### GOALS
1. Using the blog posts below, decide whether each statement agrees with them. Answer yes or no for each, and quote the deciding words.
(a) The silky oak vanity is wider than the maximum width the builder allowed.
(b) The writer plans to have a bath but no shower in the extensions.
(c) Emma left home at 17 to go to university.
2. Answer these questions from the blog posts below:
(a) Which city is the writer traveling to on the weekend?
(b) How tall is Elliot?
(c) In what language does Pablo Neruda originally write?

### QUOTED PASSAGE
━━━
Tuesday, June 22, 2010

getting excited...

This week, when I'm not writing , or getting excited about my trip to Melbourne on the weekend, (the excitement is not only because it will be cold and I'll get to wear an overcoat, but that's part of it) ...
I'm pouring over bathroom catalogues. Our extensions at Tarzali will be starting soon and we've never been involved in a new "build" before. But we've been told that all the bathroom fittings need to be decided now, so the correctly placed outlets can go into the concrete pad. So it's decision time. As we're sticking with the country cottage look, we're opting for this bath.
I've never been a great one for baths, but the red dirt of the Tablelands has a habit of clinging to one's toes, so a good long soak is a must. Plus, this bath looks so inviting, I think. I'll position a small stool close by for a drink and a book, of course!! (And yes, we'll have a shower as well. This is still the tropics, after all. :)
And we've found a lovely vanity made from silky oak with gorgeous old fashioned tiles in greens and pinks that will match the old, recycled, green and pink windows E's restoring. So fingers crossed, the builder approves. (It's 4 mm bigger than the max width he allowed us).
OK, back to work. I'm a little over halfway into this book, with a big dramatic scene looming, but I have to create a lovely, gentle scene first... At least that's the plan... :)

Sunday, June 20, 2010

Guest blog...

Please pop over to Helene Young's blog. She's kindly iterviewed me about collaging and writing, about help from DHs and much more.

Six months later... twenty years later...

Leaving Tarzli, we drove back to Townsville on Friday and on the way passed the sugar cane I told you about at the end of last year.

Back then it was only a few inches high.
Now it looks like this.
Elliot is 6 ft 4 ins, so that gives you an idea how high it is. Then, when we got to Townville had the loveliest weekend with No I daughter, Emma, home for her twenty year school reunion.( OMG, where have those years gone? I can remember how heart broken I was when she left home at 17 to go to university.) But we had a great time this weekend. So  many wonderful, long, lovely chats.

Wednesday, June 16, 2010


Every so often I need to read poetry. Poets are so in love with words. They have so much to teach us. One of my favourites is Pablo Neruda who writes originally in Spanish.
I love this... Do you have favourite poems? I'd love to hear.

Pablo Neruda's To the Foot From Its Child
A child's foot doesn't know it's a foot yet
And it wants to be a butterfly or an apple
But then the rocks and pieces of glass,
the streets, the stairways
and the roads of hard earth
keep teaching the foot that it can't fly,
that it can't be a round fruit on a branch.

Then the child's foot
was defeated, it fell
in battle,
it was a prisoner,
condemned to life in a shoe.

Little by little without light
it got acquainted with the world in its own way
without knowing the other imprisoned foot
exploring life like a blind man.
━━━
### DATASET EXTRACT
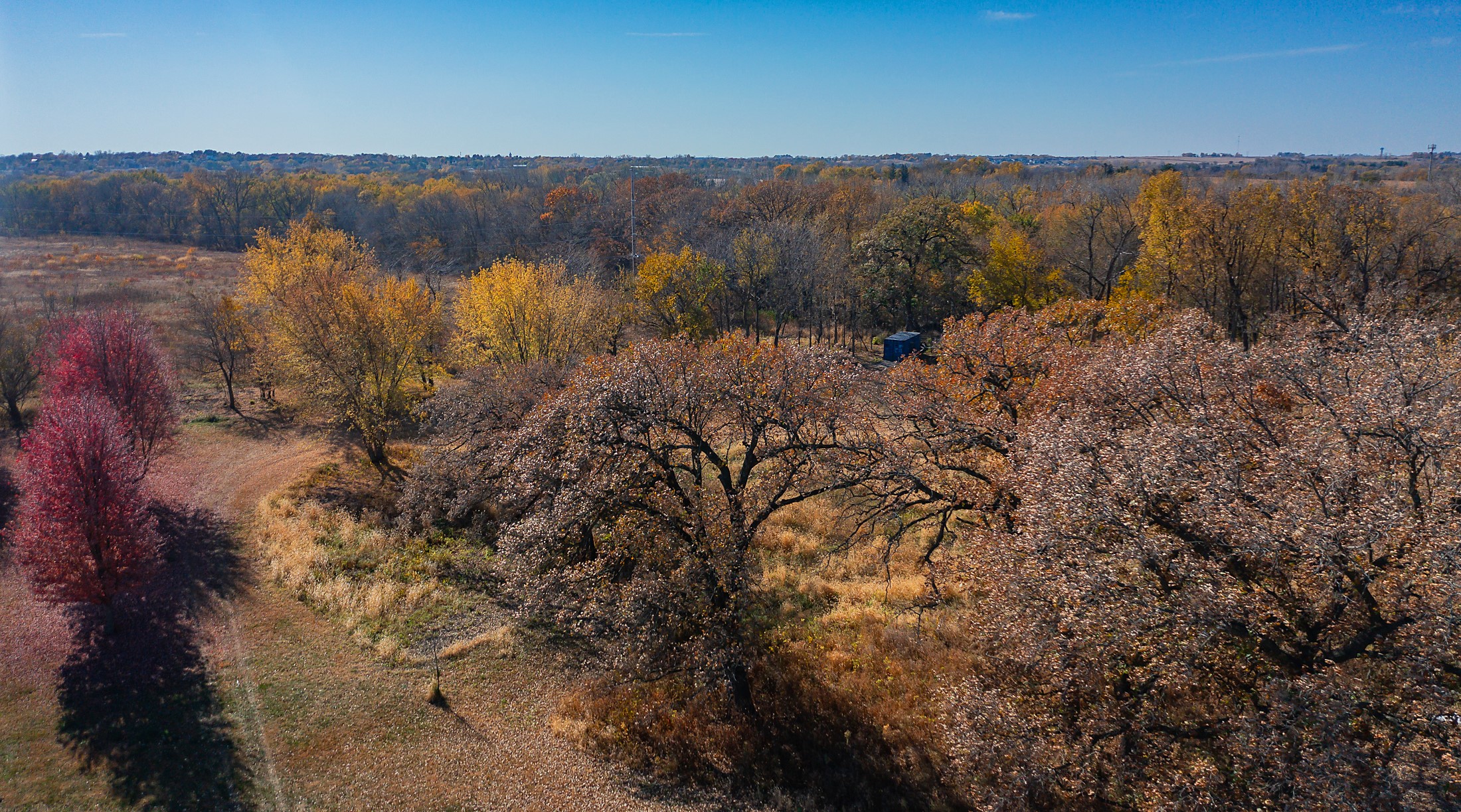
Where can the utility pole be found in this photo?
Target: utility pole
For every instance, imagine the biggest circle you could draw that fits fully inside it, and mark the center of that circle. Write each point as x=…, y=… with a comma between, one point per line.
━━━
### EXPECTED OUTPUTS
1.
(a) Yes: "It's 4 mm bigger than the max width he allowed us"
(b) No: "And yes, we'll have a shower as well."
(c) Yes: "when she left home at 17 to go to university."

2.
(a) Melbourne
(b) 6 ft 4 ins
(c) Spanish